SOURCE EXTRACT:
....

The fact that the Democrats’ insults are much closer to the mark now doesn’t matter; the Republicans stopped listening after 2012.
On the other side of the aisle, Romney could not bring himself to firmly oppose his conspiracy-ridden “birther” fringe, and he personally kowtowed to the birther-in-chief, a TV personality named Donald Trump. This was less a cause of what was coming and more a foreshadowing of it. But, oh, what a foreshadowing.
However, unlike the election of 1996, this election likely had significant and obvious real-world consequences. I suspect that the 2012 election was our last chance at balancing the budget before the looming fiscal crisis hits. Romney also differed starkly from Obama on his foreign policy views, and Romney—who was deeply concerned about a revanchist Russia and an expansionist China—has been proved decisively correct in recent years. President Obama mocked Romney for it and continued a weak foreign policy that led America into several of its current global predicaments. For these reasons, I think that (even leaving the Trump Era aside) the world where Mitt Romney won would be different from the world where Obama won in significant ways. Not unrecognizably different, but it wouldn’t take you long to realize you’d fallen into a parallel universe.

....

MATERIAL SHOWN:
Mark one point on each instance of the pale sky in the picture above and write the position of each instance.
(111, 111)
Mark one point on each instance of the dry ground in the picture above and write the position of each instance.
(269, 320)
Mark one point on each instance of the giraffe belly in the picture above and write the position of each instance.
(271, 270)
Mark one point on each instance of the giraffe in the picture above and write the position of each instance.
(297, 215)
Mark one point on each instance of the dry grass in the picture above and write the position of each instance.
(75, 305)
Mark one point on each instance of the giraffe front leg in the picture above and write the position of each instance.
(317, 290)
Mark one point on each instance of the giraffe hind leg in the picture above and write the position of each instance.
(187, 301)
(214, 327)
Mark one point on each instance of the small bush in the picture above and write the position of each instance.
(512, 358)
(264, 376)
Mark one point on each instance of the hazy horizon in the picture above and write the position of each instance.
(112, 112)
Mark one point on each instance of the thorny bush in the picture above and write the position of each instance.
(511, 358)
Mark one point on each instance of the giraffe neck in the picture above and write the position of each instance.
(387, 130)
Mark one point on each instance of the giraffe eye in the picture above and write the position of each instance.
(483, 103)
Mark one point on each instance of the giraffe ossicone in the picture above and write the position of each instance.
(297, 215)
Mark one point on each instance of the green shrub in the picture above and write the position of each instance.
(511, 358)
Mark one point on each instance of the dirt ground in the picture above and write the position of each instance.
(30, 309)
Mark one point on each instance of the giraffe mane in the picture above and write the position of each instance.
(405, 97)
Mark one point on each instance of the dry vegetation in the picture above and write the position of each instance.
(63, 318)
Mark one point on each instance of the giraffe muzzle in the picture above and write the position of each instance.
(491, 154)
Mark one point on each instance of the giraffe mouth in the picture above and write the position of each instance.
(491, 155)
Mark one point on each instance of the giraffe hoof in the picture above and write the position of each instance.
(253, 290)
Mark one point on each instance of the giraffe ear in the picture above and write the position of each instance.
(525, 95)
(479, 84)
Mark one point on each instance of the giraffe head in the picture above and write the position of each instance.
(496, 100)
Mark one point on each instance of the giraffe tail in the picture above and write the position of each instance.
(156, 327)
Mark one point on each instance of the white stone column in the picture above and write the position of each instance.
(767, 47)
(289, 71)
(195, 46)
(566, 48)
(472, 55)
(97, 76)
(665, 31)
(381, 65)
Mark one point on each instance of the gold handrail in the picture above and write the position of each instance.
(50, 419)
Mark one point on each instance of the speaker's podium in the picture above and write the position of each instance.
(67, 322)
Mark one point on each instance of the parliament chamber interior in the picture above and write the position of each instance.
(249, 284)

....

Reproduce the passage above about the 2012 election word for word, from start to finish.

RESULT OF THIS TASK:
The fact that the Democrats’ insults are much closer to the mark now doesn’t matter; the Republicans stopped listening after 2012.
On the other side of the aisle, Romney could not bring himself to firmly oppose his conspiracy-ridden “birther” fringe, and he personally kowtowed to the birther-in-chief, a TV personality named Donald Trump. This was less a cause of what was coming and more a foreshadowing of it. But, oh, what a foreshadowing.
However, unlike the election of 1996, this election likely had significant and obvious real-world consequences. I suspect that the 2012 election was our last chance at balancing the budget before the looming fiscal crisis hits. Romney also differed starkly from Obama on his foreign policy views, and Romney—who was deeply concerned about a revanchist Russia and an expansionist China—has been proved decisively correct in recent years. President Obama mocked Romney for it and continued a weak foreign policy that led America into several of its current global predicaments. For these reasons, I think that (even leaving the Trump Era aside) the world where Mitt Romney won would be different from the world where Obama won in significant ways. Not unrecognizably different, but it wouldn’t take you long to realize you’d fallen into a parallel universe.